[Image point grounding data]
########################################

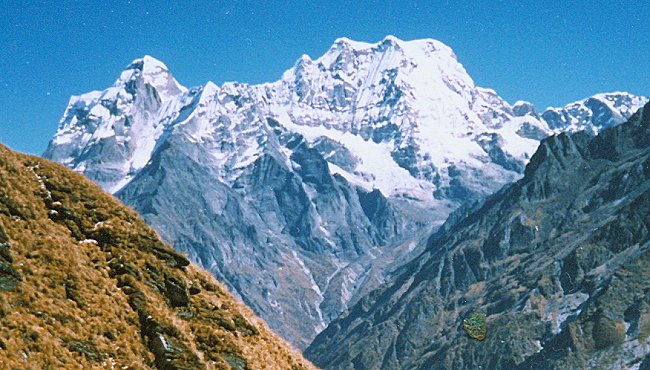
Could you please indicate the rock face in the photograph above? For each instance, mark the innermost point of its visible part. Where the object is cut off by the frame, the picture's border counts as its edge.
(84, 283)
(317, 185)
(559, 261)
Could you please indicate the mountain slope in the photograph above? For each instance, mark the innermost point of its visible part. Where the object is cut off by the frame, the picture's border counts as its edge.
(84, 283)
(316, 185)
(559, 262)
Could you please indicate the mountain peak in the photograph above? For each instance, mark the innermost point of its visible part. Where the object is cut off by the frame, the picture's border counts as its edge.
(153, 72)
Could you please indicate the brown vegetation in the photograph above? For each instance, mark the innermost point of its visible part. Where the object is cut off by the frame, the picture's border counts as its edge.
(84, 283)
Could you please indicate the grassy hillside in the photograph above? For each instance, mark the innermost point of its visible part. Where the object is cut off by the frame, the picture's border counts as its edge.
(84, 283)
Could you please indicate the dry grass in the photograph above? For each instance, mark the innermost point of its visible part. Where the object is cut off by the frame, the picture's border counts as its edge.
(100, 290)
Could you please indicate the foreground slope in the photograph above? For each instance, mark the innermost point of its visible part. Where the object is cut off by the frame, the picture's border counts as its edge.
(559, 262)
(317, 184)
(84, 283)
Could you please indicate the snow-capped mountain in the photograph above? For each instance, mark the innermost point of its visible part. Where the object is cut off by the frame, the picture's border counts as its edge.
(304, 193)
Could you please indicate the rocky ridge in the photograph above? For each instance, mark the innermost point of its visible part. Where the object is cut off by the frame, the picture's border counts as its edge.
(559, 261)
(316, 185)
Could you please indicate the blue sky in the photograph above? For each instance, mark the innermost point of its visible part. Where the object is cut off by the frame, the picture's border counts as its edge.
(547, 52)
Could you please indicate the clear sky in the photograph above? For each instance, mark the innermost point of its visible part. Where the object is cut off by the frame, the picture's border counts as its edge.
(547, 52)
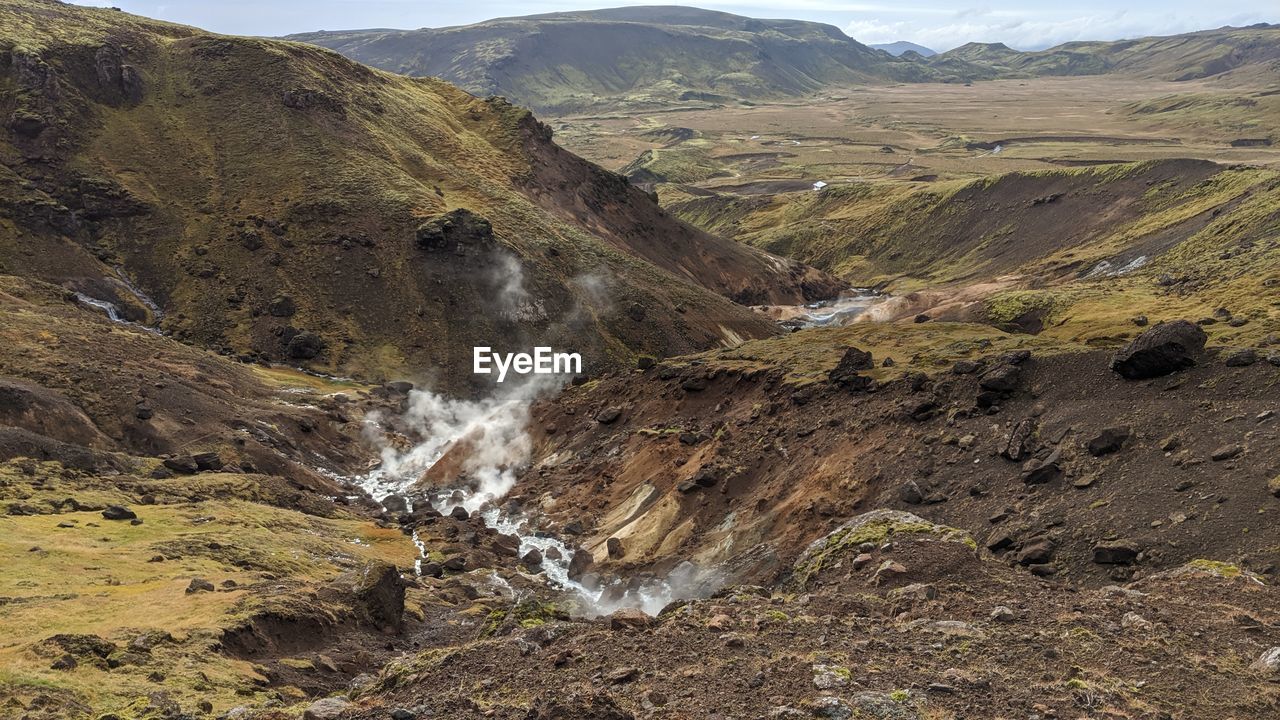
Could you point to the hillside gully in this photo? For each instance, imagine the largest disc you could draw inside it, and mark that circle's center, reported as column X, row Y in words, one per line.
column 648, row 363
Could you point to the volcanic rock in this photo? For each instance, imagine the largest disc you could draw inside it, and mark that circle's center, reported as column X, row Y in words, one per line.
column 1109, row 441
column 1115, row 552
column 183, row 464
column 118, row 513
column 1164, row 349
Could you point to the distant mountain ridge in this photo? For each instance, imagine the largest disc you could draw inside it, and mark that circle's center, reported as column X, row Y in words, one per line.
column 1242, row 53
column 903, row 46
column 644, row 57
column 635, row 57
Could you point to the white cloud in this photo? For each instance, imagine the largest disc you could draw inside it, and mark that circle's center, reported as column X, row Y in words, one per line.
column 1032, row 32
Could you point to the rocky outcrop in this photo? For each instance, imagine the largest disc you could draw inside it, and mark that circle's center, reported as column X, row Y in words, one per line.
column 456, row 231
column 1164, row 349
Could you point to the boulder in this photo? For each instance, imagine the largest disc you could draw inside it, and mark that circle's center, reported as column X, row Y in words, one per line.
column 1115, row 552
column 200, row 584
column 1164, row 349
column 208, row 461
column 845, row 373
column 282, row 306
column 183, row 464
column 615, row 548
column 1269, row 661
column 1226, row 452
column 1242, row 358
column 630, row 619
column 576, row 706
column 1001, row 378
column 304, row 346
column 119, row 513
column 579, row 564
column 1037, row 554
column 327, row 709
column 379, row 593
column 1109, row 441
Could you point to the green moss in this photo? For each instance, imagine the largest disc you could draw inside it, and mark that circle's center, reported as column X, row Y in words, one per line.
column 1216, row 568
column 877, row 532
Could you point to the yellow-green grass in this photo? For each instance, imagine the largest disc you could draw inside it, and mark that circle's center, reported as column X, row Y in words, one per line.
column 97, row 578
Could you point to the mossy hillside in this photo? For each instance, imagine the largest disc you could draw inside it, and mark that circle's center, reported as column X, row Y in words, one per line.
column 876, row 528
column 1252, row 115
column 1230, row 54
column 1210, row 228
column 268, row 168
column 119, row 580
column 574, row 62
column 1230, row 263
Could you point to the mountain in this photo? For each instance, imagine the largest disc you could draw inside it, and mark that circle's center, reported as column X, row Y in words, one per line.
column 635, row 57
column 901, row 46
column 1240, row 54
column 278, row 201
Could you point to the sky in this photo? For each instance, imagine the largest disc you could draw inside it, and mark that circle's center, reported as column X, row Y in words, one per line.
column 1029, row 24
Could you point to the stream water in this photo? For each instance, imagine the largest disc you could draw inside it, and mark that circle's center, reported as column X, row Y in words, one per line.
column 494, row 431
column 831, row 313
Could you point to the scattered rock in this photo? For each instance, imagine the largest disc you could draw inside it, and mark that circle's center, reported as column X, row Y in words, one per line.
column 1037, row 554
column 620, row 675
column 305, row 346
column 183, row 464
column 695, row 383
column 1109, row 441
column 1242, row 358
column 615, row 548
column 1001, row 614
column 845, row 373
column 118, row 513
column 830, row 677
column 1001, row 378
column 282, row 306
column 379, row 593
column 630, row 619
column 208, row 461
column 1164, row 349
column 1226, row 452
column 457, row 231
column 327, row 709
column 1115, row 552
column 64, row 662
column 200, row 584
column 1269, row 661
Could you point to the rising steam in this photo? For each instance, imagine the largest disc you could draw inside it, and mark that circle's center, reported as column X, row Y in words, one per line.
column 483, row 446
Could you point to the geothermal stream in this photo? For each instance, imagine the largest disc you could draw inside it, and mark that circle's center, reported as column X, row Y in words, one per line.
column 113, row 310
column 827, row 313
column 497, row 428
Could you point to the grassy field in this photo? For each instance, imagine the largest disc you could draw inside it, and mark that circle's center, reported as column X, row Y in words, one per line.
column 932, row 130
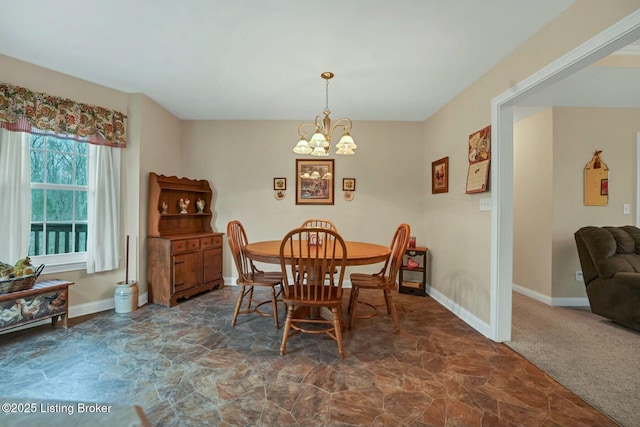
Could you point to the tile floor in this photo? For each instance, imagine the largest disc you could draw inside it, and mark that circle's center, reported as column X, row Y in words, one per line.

########################################

• _Problem to solve_: What's needed is every record restated exactly, pictures excluded.

• _Answer to the exercise_:
Could you please indicate the rock face in the photograph above? For each instance, mark the innermost point of its visible part. Where the object is cut off by the frame, the picture's border counts as its edge.
(84, 283)
(317, 185)
(559, 261)
Could you please indicate the mountain slope in the photograph above? For each instance, mark the innermost point of its visible part. Where the object is cut off by the frame, the picture's border counts as its edge.
(84, 283)
(316, 185)
(559, 262)
Could you please indicate the mountain peak in the photograph above? For each instance, mark the innermost point of its visible part. Where the object is cut off by the frame, the picture's border counts as its edge.
(153, 72)
Could you please indicate the brown vegetation in the photograph above? For each instance, mark the innermost point of its visible part. Where the object is cut off by the frame, the picture's border counts as its edge.
(84, 283)
Could you please indicate the grassy hillside in the photograph above? For each instance, mark the innermost point of its visible part. Where the object is cut off by the frame, the picture's border counts as its edge.
(84, 283)
Could you please indicate the dry grass in the photograph above? For each instance, mark the innermost point of its visible part. Where the object is cut off by the frame, the picture's border counts as its edge.
(100, 290)
Could you please indicate the foreground slope in the photograph above? For each instance, mark the innermost point of its visible part. Where the object is cut off by the frame, the picture's border counts as its edge.
(559, 262)
(317, 184)
(84, 283)
Could you please indicate the snow-capped mountain in the photograph above? For each instance, mark the innermost point of its visible part. Where the object is cut off by the frame, the picture's border counts as its edge.
(304, 193)
Could you please indicate the rocky ridge in the photograph above? For each instance, mark the innermost point of its visible part. Where the object is cut off by the frame, the picture's border counts as its edge.
(559, 261)
(316, 185)
Could you please indicate the blue sky in the photograph above? For each instance, mark the innermost point of its visible part. Where the object is cut off by the frame, the picture's border counts as its edge.
(547, 52)
Could you please indicate the clear sky in the photograph above? For each instance, mark the innermost point of its visible part. Where the object is cut off by the frame, the picture's border counts as its edge.
(547, 52)
Could you point to the hillside gully in this photo? For each instance, imagine the largest disc you could draw inside it, and mark that circle's center, reported as column X, row Y in words, one per line.
column 648, row 363
Could you point to the volcanic rock in this photo? For each instance, imagine the largest disc you could draw inside it, and mark that circle's center, reported as column X, row Y in words, one per line.
column 1109, row 441
column 1115, row 552
column 183, row 464
column 118, row 513
column 1164, row 349
Could you point to the distant mountain ridge in this photo? For each instance, imagine the largest disc you could draw inside it, and mark that circle's center, reported as column X, row Y in words, one per line.
column 1242, row 53
column 903, row 46
column 644, row 57
column 635, row 57
Could you point to the white cloud in this photo? For each instance, imagine the largest disc you could draw inside it, and mark that circle's center, reported as column X, row Y in words, one per line.
column 1032, row 32
Could you point to the rocky outcrop in this photo? For each instance, imagine the largest disc you could draw inside it, and mark that circle's center, reported as column X, row Y in words, one per line.
column 456, row 231
column 1164, row 349
Could you point to the boulder in this photo? For each instance, imagine the largest disc you could draw inside it, and mark that circle's center, reported as column X, row Y in words, one per line.
column 1115, row 552
column 200, row 584
column 1164, row 349
column 208, row 461
column 845, row 373
column 282, row 306
column 183, row 464
column 615, row 548
column 1269, row 661
column 1226, row 452
column 1242, row 358
column 630, row 619
column 576, row 706
column 1001, row 378
column 304, row 346
column 119, row 513
column 579, row 564
column 1037, row 554
column 327, row 709
column 379, row 593
column 1109, row 441
Could you point to the green moss in this photo? For each instance, imagine the largest disc you could draw inside it, and mark that circle's center, reported as column X, row Y in words, one per line.
column 1216, row 568
column 877, row 532
Could you point to the yellow-green grass in this photo? For each instance, imagine the largest disc you could draw inside it, and mark that circle's center, reported as column X, row Y in words, one per line.
column 97, row 578
Could you point to the mossy hillside in this photo? For each instance, imagine the largest disc you could draw inside it, and mark that circle's center, reported as column X, row Y in words, one per line.
column 876, row 528
column 1252, row 115
column 1230, row 54
column 1210, row 228
column 268, row 168
column 119, row 580
column 574, row 62
column 1230, row 263
Could you point to the mountain in this photo? For each instance, imagine the largest disc you could draw inside it, and mark that circle's center, reported as column X, row Y in words, one per line.
column 635, row 57
column 901, row 46
column 1240, row 54
column 278, row 201
Could you point to the sky in this photo? For each instance, imagine the largest disc you could draw inside it, and mark that circle's center, reported as column X, row Y in words, one per line.
column 1029, row 24
Could you point to the stream water in this photo? For each instance, imagine the largest disc you could draw inside it, and mark that circle's center, reported as column X, row Y in words, one per line.
column 494, row 431
column 831, row 313
Could you point to the scattered rock in this photo? For each instance, imagine the largest disc you could draw inside it, and mark that circle's center, reported as column X, row Y in words, one per line.
column 1037, row 554
column 620, row 675
column 305, row 346
column 183, row 464
column 695, row 383
column 1109, row 441
column 1242, row 358
column 615, row 548
column 1001, row 614
column 845, row 373
column 118, row 513
column 830, row 677
column 1001, row 378
column 282, row 306
column 379, row 593
column 630, row 619
column 208, row 461
column 1164, row 349
column 1226, row 452
column 457, row 231
column 327, row 709
column 1115, row 552
column 64, row 662
column 200, row 584
column 1269, row 661
Could you point to the rising steam in this photo? For each instance, imagine the largest disc you could draw inside it, and mark that circle's center, reported as column X, row Y in words, one per line.
column 483, row 446
Could you point to the geothermal stream in this photo? For each instance, imagine the largest disc you could draw inside it, and mark that circle's center, reported as column X, row Y in words, one per line.
column 113, row 310
column 827, row 313
column 497, row 428
Could you point to the grassy field in this photo? For each instance, imagine the largest disc you could draw inside it, and mark that circle's center, reported as column X, row Y in words, one per line.
column 932, row 130
Could you point to the tile floor in this photo? For each instance, imagine the largest disc you could draw inside it, and mark that circle's center, reported as column X, row Y in words, one per line.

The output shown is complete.